**Stated goal A:**
Answer these questions from the profile of James Cregg.
(i) Which position groups does Cregg coach at Tennessee?
(ii) At which college did Cregg have an all-conference career?
(iii) In what year were college recruiters coming to Norco to see Pete Becker and Cregg?
**Stated goal B:** According to the profile of James Cregg, why did Norco High almost never run the ball to the right side?

Photo by Amy Smotherman Burgess
James Cregg knows the drill.
For Tennessee's tight ends and tackles coach, little has changed since he became enamored with football all those years ago. No matter what you say or who happens to notice, it's about getting the job done. Sounds like an old offensive lineman, huh?
Cregg, described as quiet by some, wasn't a trash-talker on the field. But that doesn't mean he was quiet.
"Very hard working, very blue collar. I don't know about quiet," says Alan Krueger, who coached Cregg at Norco (Calif.) High School. "He didn't talk much. He was very intense. You always knew he was on the field. I don't think of that as a quiet guy."
Kruger chuckles as he remembers a story from Norco's run to its first appearance in the California state championship. Cregg, as he often did, was busy wearing out an opposing defensive lineman. On this particular night, the undersized Cregg was again too much for his opponent. After Cregg pancaked the bigger player, the defender strolled into Norco's huddle, defeated and utterly frustrated.
And punched the tight end.
"James just drilled this big old Samoan guy over the left guard," Krueger said. "I'm not sure why he punched our tight end. I guess he might not have wanted to fight James."
In a nutshell, that's James Cregg.
He's not the flashiest or the loudest. But he's a first-teamer on the Lunch Pail All-Stars.
Raised in a military family, Cregg criss-crossed the country growing up. Since becoming a football coach after an all-conference career at Colorado State, he's moved four times. The one constant for the Tennessee assistant coach is football. And that humble, hard-working mentality of an old offensive lineman.
"You could always rely on him," retired Colorado State coach Sonny Lubick says. "No matter how tough it got or how much you were down or how out-matched you were, you always knew James Cregg was going to be there. You knew when he was out there, he's not backing down from anybody."
'Hits like a truck'
Norco High, located southeast of Los Angeles in the Inland Empire, was making waves with a two-man wrecking crew on its offensive line. So it's no surprise that in 1991, the college recruiters were rolling by to see the reason why: guard Pete Becker and tackle James Cregg.
"They would just piss you off," Krueger says. "We had no linemen on the right side. We had a pretty good center (Cregg), and Pete Becker. We went to the finals that year. In 14 games, we ran two times to the right side without pulling them two. They'd just load the left side, and we'd run with them. Everybody knew where the ball was going.

**Dataset rows:**
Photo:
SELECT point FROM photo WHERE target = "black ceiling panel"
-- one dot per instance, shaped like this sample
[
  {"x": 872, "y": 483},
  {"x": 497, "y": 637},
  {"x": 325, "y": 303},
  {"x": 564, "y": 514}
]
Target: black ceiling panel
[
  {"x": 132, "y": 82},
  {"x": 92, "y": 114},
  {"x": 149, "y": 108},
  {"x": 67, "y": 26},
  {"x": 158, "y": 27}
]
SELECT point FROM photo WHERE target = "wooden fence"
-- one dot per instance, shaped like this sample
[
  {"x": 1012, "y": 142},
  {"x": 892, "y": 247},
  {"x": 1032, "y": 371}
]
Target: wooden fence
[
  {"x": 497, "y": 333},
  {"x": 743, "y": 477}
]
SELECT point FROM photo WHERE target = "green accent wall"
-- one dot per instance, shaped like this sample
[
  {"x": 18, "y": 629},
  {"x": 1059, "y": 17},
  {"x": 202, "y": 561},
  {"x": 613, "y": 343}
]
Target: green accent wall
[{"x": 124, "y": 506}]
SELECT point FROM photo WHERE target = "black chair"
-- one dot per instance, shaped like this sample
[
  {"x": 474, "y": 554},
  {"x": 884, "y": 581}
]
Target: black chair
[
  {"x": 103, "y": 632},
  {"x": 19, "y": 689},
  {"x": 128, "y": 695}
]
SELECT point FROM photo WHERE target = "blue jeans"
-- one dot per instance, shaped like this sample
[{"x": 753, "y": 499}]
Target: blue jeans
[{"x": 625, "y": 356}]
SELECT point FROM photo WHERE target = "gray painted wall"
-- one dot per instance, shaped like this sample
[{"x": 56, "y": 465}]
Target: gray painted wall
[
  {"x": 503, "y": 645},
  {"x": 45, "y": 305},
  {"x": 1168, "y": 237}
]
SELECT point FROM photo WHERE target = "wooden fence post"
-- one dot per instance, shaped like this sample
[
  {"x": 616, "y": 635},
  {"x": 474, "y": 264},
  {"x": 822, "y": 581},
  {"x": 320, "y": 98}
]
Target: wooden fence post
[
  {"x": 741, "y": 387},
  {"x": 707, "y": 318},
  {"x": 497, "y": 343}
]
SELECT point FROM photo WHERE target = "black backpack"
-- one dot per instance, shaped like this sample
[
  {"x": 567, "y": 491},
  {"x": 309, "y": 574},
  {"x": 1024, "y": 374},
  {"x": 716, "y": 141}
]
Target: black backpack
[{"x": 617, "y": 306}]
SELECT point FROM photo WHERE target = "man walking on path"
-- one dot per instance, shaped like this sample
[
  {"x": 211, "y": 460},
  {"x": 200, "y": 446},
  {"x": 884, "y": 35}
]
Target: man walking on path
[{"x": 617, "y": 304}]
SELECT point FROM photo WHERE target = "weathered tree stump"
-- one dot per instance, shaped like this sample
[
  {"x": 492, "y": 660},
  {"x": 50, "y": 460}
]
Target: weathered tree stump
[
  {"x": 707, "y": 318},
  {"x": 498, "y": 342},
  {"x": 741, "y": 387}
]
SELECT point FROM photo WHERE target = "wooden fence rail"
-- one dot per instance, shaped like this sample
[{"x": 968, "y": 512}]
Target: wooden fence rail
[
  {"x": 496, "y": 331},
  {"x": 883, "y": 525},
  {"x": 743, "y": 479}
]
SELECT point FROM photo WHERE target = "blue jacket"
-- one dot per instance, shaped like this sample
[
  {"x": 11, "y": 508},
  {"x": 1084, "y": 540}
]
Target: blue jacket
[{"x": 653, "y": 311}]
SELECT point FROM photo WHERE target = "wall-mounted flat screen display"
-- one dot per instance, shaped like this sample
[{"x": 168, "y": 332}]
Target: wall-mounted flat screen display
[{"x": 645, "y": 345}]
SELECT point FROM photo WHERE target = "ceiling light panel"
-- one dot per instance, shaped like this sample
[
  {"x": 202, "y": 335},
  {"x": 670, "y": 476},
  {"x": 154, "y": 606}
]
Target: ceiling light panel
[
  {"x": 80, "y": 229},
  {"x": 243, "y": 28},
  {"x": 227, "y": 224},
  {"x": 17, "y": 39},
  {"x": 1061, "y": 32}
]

**Task response A:**
(i) Tight ends and tackles.
(ii) Colorado State.
(iii) 1991.

**Task response B:** Krueger says Norco had no linemen on the right side, so the team loaded the left side with Pete Becker and Cregg and ran behind them. In 14 games it ran to the right only twice without pulling those two.